> WHAT YOU SHOULD DO: Going through the data below, copy out each line where the word "metal" shows up.

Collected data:
########################################
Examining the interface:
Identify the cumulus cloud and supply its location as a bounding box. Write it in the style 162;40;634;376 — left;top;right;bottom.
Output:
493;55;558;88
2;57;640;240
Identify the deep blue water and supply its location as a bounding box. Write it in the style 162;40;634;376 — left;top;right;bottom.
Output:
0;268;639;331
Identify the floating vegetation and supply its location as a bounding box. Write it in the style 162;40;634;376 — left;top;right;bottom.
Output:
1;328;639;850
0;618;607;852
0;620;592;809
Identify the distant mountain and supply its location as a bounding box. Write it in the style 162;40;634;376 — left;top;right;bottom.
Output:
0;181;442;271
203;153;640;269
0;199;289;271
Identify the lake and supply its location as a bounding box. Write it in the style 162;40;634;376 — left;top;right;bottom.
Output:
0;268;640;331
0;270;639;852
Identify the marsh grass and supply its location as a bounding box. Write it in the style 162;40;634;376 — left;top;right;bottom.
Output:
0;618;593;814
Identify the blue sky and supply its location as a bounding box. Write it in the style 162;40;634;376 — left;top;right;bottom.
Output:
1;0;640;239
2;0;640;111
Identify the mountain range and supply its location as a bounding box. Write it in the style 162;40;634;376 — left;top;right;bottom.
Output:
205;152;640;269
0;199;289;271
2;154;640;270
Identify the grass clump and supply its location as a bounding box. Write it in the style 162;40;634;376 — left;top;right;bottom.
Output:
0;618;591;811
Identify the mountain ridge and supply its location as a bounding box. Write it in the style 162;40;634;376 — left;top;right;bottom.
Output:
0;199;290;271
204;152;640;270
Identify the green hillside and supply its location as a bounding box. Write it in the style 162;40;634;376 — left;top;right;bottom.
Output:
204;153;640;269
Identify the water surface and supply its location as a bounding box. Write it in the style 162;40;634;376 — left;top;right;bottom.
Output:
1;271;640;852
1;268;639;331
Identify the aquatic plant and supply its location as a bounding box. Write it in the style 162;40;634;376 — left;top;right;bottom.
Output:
########################################
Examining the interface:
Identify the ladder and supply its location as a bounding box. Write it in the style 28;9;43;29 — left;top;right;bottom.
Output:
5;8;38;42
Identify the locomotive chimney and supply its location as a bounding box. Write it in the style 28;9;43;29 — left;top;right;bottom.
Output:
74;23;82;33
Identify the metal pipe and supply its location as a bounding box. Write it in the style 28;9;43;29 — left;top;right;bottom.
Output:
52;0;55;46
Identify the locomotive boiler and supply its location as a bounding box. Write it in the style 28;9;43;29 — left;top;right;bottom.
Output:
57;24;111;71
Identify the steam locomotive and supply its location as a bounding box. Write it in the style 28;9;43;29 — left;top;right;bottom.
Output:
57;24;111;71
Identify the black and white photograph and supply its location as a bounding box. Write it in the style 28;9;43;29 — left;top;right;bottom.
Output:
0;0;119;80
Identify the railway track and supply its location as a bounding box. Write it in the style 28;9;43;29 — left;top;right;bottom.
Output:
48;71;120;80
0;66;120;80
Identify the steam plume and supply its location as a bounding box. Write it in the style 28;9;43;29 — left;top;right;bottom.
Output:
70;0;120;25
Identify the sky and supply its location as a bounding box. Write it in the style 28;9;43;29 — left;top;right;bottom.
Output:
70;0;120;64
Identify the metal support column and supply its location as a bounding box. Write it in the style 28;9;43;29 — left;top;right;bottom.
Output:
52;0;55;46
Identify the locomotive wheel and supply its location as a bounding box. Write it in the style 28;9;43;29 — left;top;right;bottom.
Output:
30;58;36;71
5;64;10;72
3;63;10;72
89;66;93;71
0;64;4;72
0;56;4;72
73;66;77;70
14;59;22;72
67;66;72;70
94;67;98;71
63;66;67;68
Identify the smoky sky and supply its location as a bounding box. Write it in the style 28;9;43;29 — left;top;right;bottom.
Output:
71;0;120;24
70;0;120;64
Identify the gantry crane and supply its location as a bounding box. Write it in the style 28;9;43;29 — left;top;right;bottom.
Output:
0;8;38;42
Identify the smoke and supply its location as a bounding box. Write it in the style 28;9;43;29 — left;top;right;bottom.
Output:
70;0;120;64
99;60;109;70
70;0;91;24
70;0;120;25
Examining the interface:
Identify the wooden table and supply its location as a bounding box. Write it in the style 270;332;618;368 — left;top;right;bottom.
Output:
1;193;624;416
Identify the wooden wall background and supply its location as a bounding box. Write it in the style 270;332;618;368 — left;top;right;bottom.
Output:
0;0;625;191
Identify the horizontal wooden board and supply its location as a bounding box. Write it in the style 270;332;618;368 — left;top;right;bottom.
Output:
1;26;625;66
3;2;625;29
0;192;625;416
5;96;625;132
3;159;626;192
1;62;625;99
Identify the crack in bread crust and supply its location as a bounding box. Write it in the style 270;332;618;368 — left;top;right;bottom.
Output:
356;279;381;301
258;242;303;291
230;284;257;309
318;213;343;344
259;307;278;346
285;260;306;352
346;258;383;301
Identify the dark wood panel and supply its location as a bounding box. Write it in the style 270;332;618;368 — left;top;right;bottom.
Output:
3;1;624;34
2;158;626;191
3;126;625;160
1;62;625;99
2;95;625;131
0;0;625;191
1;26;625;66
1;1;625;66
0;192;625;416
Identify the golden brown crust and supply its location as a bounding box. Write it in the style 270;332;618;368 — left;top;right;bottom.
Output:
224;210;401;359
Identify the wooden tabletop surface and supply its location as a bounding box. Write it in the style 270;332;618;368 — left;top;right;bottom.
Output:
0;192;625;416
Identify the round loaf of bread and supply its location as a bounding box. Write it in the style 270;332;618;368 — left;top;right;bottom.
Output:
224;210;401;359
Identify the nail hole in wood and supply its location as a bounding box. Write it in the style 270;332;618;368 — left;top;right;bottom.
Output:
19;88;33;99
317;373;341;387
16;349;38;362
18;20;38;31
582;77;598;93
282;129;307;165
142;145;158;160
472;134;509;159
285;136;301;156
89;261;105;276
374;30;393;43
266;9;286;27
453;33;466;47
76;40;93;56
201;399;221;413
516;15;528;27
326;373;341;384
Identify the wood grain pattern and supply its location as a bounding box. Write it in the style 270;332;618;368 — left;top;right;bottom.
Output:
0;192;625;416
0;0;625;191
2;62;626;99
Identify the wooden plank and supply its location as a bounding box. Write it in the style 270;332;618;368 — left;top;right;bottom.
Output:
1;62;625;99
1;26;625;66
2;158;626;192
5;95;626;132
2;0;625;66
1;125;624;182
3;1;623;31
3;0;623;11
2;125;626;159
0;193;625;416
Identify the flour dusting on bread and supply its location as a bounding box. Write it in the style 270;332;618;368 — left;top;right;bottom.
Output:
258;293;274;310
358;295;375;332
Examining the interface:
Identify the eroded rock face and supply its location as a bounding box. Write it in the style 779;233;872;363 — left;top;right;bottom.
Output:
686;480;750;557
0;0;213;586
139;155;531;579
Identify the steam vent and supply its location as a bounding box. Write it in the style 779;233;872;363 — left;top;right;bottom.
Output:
########################################
> ANSWER TO THE PROBLEM:
Identify the metal pipe and supply its location as a bounding box. Write it in the style 28;9;43;29 — left;top;right;bottom.
Identify the metal support column and supply its location as a bounding box. Write it in the style 28;9;43;29 — left;top;right;bottom.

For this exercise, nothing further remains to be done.